_WHAT IS EXPECTED_. In the hockey passage, copy everything from "So, does a night" down to "you, my friend?" word for word.

_PASSAGE GIVEN_.

BURNSIDE: Greetings, my friend. Well, that was one for the ages for Sam Gagner on Thursday night, wasn’t it? The young Edmonton Oiler who has been the subject of trade rumors scored four times and added four assists as the Oilers spanked the Chicago Blackhawks 8-4. It’s the second time this season the Hawks have been crushed by the lowly Oil, having suffered a 9-2 pasting earlier in the season. Gagner, the sixth overall pick in the 2007 draft, has never quite lived up to expectations, and you wonder whether he is another example of a player who was rushed too quickly -- and the result has been an eroding of confidence and production. Even with his four-goal outburst Thursday, Gagner has just nine goals on the season and has never topped the 16-goal mark. Likewise, he has yet to equal the 49-point mark he established in his rookie season.

So, does a night like Thursday that saw him equal a franchise mark established in the Oilers’ glory days by Wayne Gretzky and Paul Coffey suddenly make him attractive on the open market? You’d have to think Blackhawks GM Stan Bowman will remember this performance as he trawls for some offensive depth and a defenseman before the Feb. 27 trade deadline. Of course, Hawks fans will be up in arms about another disappointing defensive/goaltending outing that saw Corey Crawford yanked early in the third period after having allowed five goals on 28 shots. There aren’t any real obvious fixes to the Hawks’ goaltending issues, assuming you believe there are issues. Evgeni Nabokov? Hardly seems like an upgrade. What say you, my friend?

LEBRUN: Gagner got to play between Taylor Hall and Jordan Eberle on Thursday night, and you saw what he can do when he gets an opportunity. What a sensational and historical night for Gagner. He’s been subject of trade rumors because his camp wondered whether he’d be a better fit elsewhere because he’s mostly played on the third line this season. His people believe that he’s at least a second-line center. If the Oilers do trade him, and that’s far from certain, they’d require a top-four defenseman in return, the one area they’re keenly focused on improving. My sense, though, is that the Oilers will keep Gagner.

As for the Hawks, now 25th in the NHL in goals against per game, the search for a defenseman takes on added pressure after that mess. Crawford must take his share of the blame, as well, but I really don’t think the Hawks are looking for another goalie at this point. I think they’re committed to the sophomore netminder. He was dynamite in the first round of the playoffs against Vancouver this past spring, and there’s no way that was a fluke.

[Object position labeling lines]

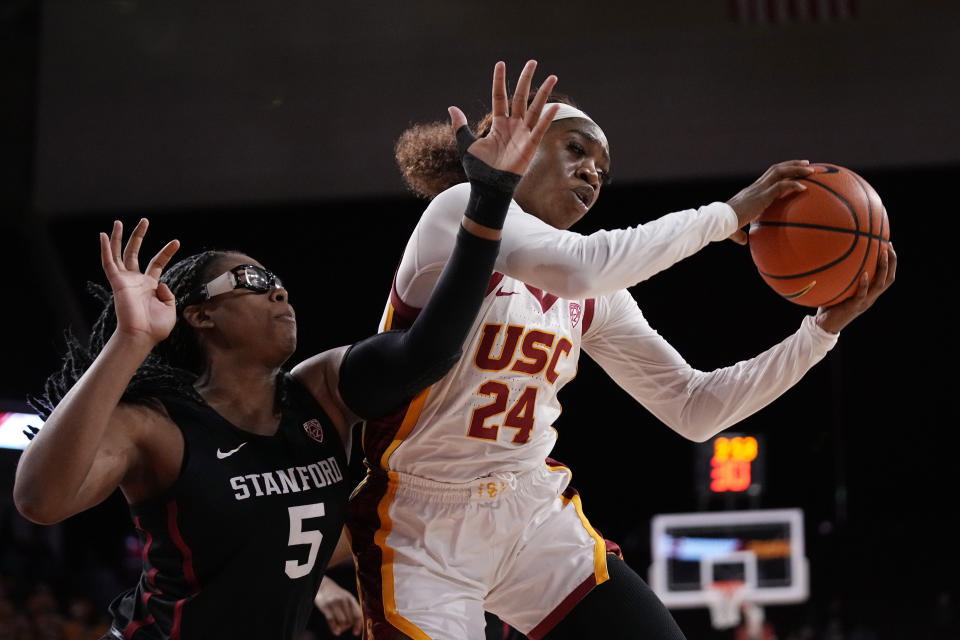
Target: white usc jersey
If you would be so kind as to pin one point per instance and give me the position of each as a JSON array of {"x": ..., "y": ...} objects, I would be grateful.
[
  {"x": 557, "y": 292},
  {"x": 494, "y": 411}
]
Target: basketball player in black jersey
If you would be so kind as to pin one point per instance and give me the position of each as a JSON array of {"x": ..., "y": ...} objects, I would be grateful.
[{"x": 234, "y": 468}]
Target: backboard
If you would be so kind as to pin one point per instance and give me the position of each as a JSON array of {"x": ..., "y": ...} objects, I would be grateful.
[{"x": 694, "y": 552}]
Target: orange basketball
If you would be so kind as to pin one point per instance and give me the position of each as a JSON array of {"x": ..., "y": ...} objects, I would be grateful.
[{"x": 811, "y": 247}]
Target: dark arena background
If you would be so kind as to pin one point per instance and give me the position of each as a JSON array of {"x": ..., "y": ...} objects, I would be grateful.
[{"x": 268, "y": 127}]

_WORKED SOLUTION_.
So, does a night like Thursday that saw him equal a franchise mark established in the Oilers’ glory days by Wayne Gretzky and Paul Coffey suddenly make him attractive on the open market? You’d have to think Blackhawks GM Stan Bowman will remember this performance as he trawls for some offensive depth and a defenseman before the Feb. 27 trade deadline. Of course, Hawks fans will be up in arms about another disappointing defensive/goaltending outing that saw Corey Crawford yanked early in the third period after having allowed five goals on 28 shots. There aren’t any real obvious fixes to the Hawks’ goaltending issues, assuming you believe there are issues. Evgeni Nabokov? Hardly seems like an upgrade. What say you, my friend?